# PAGE:
+ + + + +
Lesson Plan Template: General Lesson Plan
Learning Objectives: What should students know and be able to do as a result of this lesson?
- Following the lesson, students will be able to construct, compare and analyze fractions as a part of a group or set.
- Students will be able to defend, explain and justify their thinking.
- Students will be able to explain why two or more fractions are equivalent even though they have different denominators.
Prior Knowledge: What prior knowledge should students have for this lesson?
Prior to this lesson, students should have a basic knowledge of fractions, i.e. that a fraction is a part of a whole.
Students should have a basic knowledge of equivalency in fractions.
Guiding Questions: What are the guiding questions for this lesson?
- How did you decide on the number of colored tiles to use?
- How are you able to prove that your chosen design matches the directive on the Fraction Action Card?
- Were there any colored tiles left over? How did you decide what to do with them?
- How would you be able to create the same fractional part but using a different design?
Teaching Phase: How will the teacher present the concept or skill to students?
+ + + + +
# GIVEN DATA:
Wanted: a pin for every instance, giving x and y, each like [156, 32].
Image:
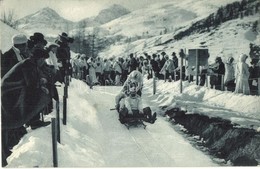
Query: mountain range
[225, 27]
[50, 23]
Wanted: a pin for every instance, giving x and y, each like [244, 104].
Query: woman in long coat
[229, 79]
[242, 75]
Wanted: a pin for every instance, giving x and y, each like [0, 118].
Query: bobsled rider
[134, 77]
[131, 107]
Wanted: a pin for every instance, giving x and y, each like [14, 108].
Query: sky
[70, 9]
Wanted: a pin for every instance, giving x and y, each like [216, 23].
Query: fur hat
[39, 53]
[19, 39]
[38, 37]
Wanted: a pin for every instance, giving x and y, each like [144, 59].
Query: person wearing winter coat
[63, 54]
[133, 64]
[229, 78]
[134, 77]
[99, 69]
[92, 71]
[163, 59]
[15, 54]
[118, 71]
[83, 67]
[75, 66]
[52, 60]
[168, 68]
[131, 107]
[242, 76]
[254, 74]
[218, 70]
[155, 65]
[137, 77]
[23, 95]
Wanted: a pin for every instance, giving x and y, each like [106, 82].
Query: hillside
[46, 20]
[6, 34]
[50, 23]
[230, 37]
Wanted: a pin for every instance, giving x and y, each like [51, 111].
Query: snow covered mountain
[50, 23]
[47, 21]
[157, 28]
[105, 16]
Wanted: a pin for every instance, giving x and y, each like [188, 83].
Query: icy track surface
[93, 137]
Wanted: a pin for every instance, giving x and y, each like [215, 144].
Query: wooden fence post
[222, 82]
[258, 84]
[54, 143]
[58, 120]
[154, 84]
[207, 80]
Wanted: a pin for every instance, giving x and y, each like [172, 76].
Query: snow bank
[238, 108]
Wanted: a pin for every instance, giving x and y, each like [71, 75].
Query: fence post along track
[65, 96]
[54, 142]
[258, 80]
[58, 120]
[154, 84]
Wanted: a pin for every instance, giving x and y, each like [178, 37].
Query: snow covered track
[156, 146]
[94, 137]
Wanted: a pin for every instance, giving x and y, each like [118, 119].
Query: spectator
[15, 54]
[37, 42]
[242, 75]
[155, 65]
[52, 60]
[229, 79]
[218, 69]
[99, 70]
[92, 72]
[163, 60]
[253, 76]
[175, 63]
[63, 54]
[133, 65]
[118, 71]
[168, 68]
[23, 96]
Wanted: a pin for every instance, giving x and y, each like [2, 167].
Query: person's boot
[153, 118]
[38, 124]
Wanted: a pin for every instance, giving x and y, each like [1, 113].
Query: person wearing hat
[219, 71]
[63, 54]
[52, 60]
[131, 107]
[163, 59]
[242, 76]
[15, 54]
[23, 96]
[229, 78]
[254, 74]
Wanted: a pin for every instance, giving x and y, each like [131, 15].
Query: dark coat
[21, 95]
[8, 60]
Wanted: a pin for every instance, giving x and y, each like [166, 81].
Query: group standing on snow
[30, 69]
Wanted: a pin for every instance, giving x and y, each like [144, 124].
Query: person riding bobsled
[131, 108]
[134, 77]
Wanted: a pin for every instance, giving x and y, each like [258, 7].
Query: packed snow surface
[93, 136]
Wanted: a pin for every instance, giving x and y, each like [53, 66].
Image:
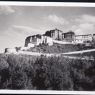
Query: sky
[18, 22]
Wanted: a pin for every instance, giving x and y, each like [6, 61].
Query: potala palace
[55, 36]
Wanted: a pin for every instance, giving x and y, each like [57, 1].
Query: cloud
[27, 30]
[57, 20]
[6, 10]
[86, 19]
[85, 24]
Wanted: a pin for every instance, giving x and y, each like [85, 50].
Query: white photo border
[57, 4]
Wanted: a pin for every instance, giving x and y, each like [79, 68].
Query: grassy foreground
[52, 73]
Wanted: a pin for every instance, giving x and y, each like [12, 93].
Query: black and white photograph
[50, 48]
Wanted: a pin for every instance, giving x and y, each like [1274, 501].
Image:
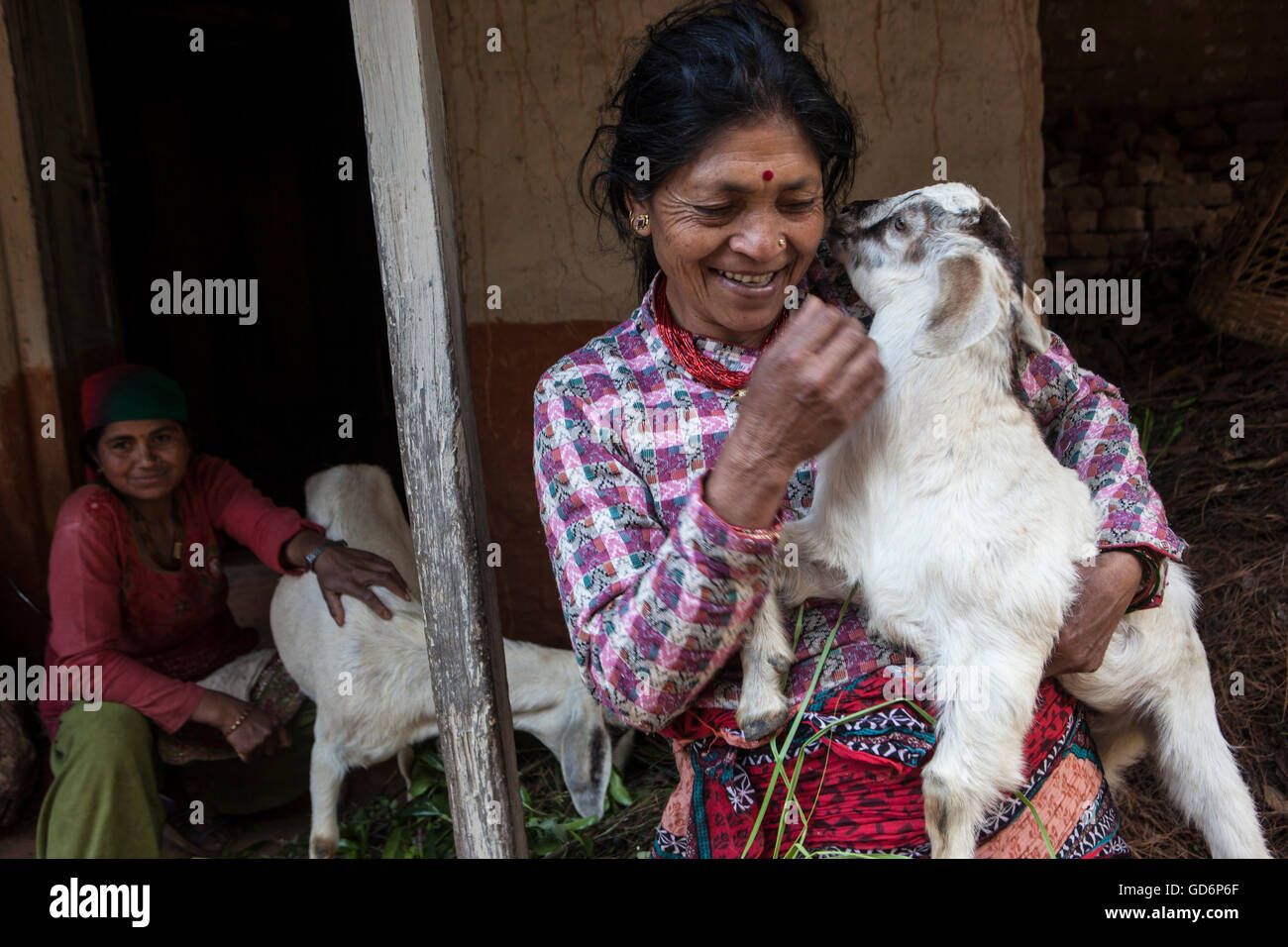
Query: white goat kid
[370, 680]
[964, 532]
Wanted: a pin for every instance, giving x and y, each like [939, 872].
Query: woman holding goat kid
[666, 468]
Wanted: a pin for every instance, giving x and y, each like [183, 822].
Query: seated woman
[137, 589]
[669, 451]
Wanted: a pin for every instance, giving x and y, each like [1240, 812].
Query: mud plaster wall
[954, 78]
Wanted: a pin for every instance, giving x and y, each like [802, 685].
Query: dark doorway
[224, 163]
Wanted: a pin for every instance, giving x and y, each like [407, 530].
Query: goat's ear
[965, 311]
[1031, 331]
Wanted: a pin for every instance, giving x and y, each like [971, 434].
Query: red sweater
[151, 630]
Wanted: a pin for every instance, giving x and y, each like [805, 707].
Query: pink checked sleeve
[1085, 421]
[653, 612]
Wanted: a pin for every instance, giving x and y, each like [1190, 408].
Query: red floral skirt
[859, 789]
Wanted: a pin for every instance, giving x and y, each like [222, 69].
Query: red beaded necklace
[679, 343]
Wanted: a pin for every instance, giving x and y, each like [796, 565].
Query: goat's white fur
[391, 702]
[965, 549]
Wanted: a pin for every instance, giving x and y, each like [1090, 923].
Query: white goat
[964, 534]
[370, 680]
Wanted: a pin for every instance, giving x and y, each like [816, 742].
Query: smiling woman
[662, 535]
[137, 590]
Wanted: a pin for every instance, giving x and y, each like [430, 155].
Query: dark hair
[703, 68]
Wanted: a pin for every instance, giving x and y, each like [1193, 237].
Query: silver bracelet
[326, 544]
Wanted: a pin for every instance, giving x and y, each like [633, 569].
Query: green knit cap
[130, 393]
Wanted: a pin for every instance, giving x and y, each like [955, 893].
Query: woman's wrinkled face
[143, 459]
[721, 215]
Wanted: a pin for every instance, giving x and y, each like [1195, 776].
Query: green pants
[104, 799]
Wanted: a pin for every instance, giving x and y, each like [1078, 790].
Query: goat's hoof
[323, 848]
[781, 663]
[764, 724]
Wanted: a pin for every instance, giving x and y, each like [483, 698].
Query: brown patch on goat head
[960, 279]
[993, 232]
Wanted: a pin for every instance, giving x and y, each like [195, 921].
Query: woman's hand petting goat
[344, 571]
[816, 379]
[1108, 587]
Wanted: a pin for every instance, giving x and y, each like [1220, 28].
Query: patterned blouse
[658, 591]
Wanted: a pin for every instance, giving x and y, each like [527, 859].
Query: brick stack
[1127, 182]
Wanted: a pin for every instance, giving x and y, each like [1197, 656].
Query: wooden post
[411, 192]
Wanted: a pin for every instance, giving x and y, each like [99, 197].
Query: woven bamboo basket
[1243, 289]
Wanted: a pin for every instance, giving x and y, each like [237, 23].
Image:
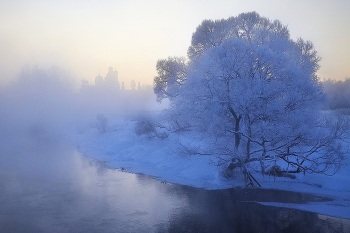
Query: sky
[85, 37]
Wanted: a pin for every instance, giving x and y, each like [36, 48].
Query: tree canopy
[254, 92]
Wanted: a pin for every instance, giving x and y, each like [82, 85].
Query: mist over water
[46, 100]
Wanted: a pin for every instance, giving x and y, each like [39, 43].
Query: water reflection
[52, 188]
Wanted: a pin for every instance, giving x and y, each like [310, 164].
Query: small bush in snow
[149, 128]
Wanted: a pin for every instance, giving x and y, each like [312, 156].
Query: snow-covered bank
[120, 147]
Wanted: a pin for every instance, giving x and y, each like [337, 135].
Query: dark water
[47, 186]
+ + + + +
# THE REQUEST:
Continue the fractions lesson plan from the point where it stops.

# WRITTEN ANSWER:
- The teacher will read aloud the book Fraction Fun by David Adler. (For more information about the book (click to open))
- In this book, David Adler uses pizza to introduce students (with colorful illustrations) to the concept of parts of a whole and equivalent fractions.
- You may say to students that the author is using pizza to convey parts of a whole.
- For purposes of this classroom activity, students will use colored tiles to create a quilt.
Note: Students should be working in cooperative pairs (a group of 2). If you have an odd number of students, a group of 3 is acceptable.
- Distribute materials to each group of students: A baggie of colored tiles of assorted colors (See Teacher Recommendations), and a sheet of 1 inch square centimeter graph paper. Students should have their own crayons/colored pencils/markers.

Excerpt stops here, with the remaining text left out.